# Directive
Revise the Kamakou trip report between "Ascent of Kamakou" and "possibly much more.", inclusive, replacing "bushwhacking" with "off-trail hiking".

# Provided passage
* START *

Ascent of Kamakou on 2017-06-25
|Other People:||Solo Ascent|
|Date:||Sunday, June 25, 2017|
|Ascent Type:||Successful Summit Attained|
| Motorized Transport to Trailhead:||4x4 Vehicle|
| Elevation:||4961 ft / 1512 m|
Ascent Trip ReportUseful Info:
Getting to the summit of Kamakou is a very challenging endeavor. You need to be in top physical condition and ideally have good experience with rugged bushwhacking, routefinding in brush, and using GPS to navigate. You also need a rented 4x4 to get to the trailhead, a very early start, and clothing you don’t care about if it gets soaked, muddy, and torn up. If you include the side trip to Puu Ali’i, count on a minimum of 10 hours total if you are super fit, and possibly much more.
You should rent a Jeep Wrangler from Alamo at the Molokai airport. From Route 460 a few miles north of Kaunakakai, turn east (right if coming from town) on the road signed “Homalani Cemetery” and drive about 10 miles up the dirt road to the Wailoku Lookout, where there is a dirt parking lot and a shelter for camping. Some normal cars might make it this far. If you have a Wrangler, you can continue 2.5 more miles to a small grassy parking area at the end of the road, the Pepeopae trailhead.

* END *

# Collected data
* START *

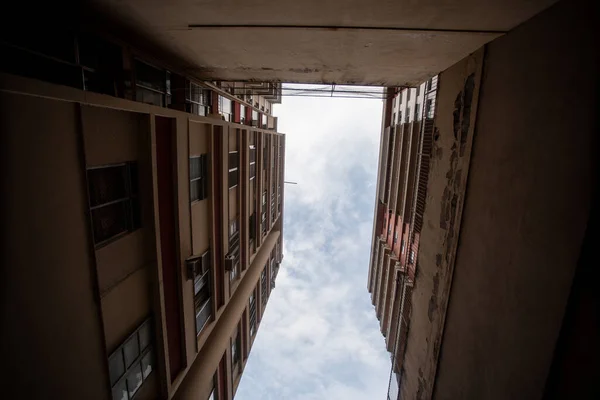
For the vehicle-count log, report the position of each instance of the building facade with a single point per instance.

* END *

# Complete output
Ascent of Kamakou on 2017-06-25
|Other People:||Solo Ascent|
|Date:||Sunday, June 25, 2017|
|Ascent Type:||Successful Summit Attained|
| Motorized Transport to Trailhead:||4x4 Vehicle|
| Elevation:||4961 ft / 1512 m|
Ascent Trip ReportUseful Info:
Getting to the summit of Kamakou is a very challenging endeavor. You need to be in top physical condition and ideally have good experience with rugged off-trail hiking, routefinding in brush, and using GPS to navigate. You also need a rented 4x4 to get to the trailhead, a very early start, and clothing you don’t care about if it gets soaked, muddy, and torn up. If you include the side trip to Puu Ali’i, count on a minimum of 10 hours total if you are super fit, and possibly much more.